WHAT THE TASK REQUIRES =
Take each line in the entries below that holds "hummock" and show it.

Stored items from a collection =

- - - -

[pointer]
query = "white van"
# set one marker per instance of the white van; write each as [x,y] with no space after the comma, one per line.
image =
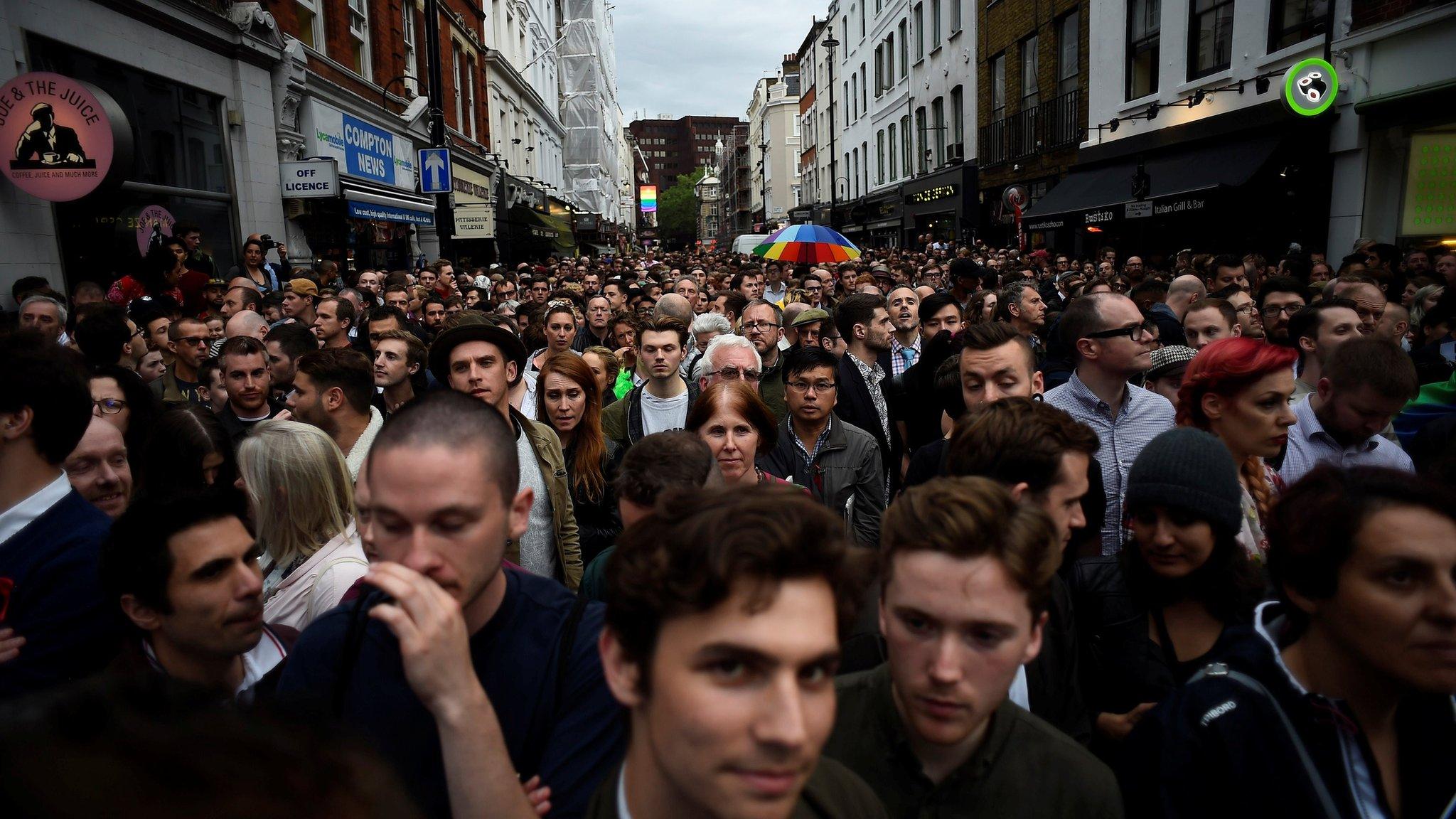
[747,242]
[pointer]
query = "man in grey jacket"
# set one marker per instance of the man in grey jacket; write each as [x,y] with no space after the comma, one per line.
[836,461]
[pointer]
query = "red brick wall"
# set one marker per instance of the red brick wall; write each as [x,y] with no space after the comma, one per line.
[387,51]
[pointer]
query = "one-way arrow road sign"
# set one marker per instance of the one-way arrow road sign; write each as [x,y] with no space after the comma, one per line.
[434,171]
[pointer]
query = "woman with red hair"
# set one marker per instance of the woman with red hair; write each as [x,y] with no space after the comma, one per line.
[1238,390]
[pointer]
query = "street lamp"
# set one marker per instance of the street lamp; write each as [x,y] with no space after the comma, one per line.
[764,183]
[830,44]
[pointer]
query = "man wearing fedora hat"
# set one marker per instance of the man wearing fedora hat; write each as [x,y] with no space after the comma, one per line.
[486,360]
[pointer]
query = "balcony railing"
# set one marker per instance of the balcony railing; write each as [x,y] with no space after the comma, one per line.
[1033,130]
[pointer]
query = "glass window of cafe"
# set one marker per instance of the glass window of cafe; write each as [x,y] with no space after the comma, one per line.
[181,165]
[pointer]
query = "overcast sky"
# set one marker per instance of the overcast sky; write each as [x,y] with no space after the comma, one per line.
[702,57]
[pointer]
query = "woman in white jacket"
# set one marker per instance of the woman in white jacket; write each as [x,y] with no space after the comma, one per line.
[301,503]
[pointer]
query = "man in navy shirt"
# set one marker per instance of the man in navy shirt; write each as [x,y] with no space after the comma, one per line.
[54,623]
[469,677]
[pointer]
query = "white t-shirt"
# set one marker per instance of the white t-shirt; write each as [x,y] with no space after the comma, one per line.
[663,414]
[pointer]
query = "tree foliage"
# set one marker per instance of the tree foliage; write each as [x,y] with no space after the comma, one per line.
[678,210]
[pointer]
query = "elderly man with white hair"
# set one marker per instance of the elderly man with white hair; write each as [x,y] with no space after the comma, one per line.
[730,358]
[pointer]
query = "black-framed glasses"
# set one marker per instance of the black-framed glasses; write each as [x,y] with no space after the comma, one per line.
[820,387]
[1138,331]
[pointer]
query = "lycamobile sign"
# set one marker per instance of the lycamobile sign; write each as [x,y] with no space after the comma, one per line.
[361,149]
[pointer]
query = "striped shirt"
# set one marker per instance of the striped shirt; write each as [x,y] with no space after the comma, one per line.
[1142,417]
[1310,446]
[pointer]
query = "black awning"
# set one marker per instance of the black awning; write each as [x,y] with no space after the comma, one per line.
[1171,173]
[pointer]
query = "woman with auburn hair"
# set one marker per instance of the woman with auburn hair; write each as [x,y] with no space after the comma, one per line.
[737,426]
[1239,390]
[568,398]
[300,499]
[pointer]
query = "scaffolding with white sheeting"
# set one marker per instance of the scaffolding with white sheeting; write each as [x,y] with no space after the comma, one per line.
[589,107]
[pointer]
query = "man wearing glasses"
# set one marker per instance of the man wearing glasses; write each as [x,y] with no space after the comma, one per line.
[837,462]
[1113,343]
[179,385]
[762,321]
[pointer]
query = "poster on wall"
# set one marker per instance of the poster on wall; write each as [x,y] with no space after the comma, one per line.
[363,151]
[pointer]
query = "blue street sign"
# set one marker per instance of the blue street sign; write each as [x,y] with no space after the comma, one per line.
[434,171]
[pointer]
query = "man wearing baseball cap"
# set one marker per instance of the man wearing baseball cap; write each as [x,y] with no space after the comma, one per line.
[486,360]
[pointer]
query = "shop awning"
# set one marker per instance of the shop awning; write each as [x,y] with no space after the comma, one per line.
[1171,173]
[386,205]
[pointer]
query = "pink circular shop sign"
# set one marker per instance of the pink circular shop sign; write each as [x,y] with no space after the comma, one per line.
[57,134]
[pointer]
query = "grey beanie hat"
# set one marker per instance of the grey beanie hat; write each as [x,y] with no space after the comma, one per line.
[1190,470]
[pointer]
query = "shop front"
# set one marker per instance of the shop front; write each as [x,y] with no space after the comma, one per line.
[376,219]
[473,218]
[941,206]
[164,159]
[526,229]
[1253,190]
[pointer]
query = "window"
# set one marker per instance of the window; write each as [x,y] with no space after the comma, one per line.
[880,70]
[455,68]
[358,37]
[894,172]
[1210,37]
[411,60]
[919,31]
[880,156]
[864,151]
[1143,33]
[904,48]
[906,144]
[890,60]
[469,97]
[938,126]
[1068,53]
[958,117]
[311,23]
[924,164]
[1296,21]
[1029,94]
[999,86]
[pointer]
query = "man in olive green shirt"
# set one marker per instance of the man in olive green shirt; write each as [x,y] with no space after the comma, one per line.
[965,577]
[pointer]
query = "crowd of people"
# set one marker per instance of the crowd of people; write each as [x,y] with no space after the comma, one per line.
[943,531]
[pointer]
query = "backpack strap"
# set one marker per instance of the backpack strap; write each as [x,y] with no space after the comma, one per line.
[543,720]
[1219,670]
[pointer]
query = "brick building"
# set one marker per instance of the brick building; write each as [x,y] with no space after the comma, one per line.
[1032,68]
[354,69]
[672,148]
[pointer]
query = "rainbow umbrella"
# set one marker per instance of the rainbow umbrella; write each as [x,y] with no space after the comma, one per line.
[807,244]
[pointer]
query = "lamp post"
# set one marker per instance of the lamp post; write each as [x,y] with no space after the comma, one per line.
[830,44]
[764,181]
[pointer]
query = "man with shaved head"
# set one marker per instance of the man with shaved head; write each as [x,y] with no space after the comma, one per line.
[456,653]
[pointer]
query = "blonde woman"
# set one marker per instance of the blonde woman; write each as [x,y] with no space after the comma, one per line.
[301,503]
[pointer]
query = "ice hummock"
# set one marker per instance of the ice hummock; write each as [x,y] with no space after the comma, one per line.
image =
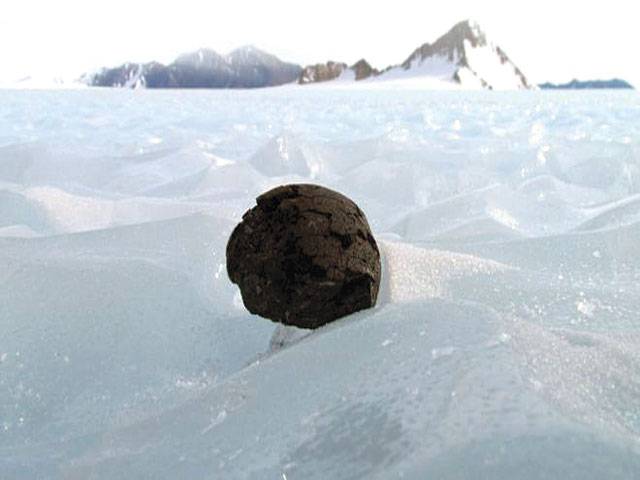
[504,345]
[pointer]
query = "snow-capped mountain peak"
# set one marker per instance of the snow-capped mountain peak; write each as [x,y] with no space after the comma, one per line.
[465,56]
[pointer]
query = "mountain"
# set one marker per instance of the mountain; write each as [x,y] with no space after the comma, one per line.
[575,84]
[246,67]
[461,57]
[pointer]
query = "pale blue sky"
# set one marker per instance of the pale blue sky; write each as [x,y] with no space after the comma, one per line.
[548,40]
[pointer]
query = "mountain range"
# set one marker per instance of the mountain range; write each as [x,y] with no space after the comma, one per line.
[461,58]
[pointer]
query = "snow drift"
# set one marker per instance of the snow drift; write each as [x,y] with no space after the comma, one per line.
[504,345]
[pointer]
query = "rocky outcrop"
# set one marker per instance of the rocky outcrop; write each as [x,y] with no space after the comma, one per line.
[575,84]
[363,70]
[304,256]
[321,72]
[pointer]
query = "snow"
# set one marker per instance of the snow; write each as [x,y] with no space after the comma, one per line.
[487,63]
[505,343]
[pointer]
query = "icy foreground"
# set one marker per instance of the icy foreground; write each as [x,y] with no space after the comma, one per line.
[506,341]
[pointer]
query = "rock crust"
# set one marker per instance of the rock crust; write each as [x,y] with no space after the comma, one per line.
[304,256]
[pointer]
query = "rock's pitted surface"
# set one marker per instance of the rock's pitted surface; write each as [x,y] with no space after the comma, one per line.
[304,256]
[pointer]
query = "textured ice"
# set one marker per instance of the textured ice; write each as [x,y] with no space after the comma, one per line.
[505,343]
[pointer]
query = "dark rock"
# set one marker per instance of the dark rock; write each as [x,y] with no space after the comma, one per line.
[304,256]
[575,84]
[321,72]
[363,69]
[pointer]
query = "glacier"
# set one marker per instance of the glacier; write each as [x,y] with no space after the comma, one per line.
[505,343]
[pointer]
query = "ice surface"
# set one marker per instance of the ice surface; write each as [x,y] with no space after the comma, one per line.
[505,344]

- - - -

OUTPUT OF THE TASK =
query = "ice hummock"
# set one marker per instance of the ice hummock; write each as [x,y] with no space after the comma, one per line.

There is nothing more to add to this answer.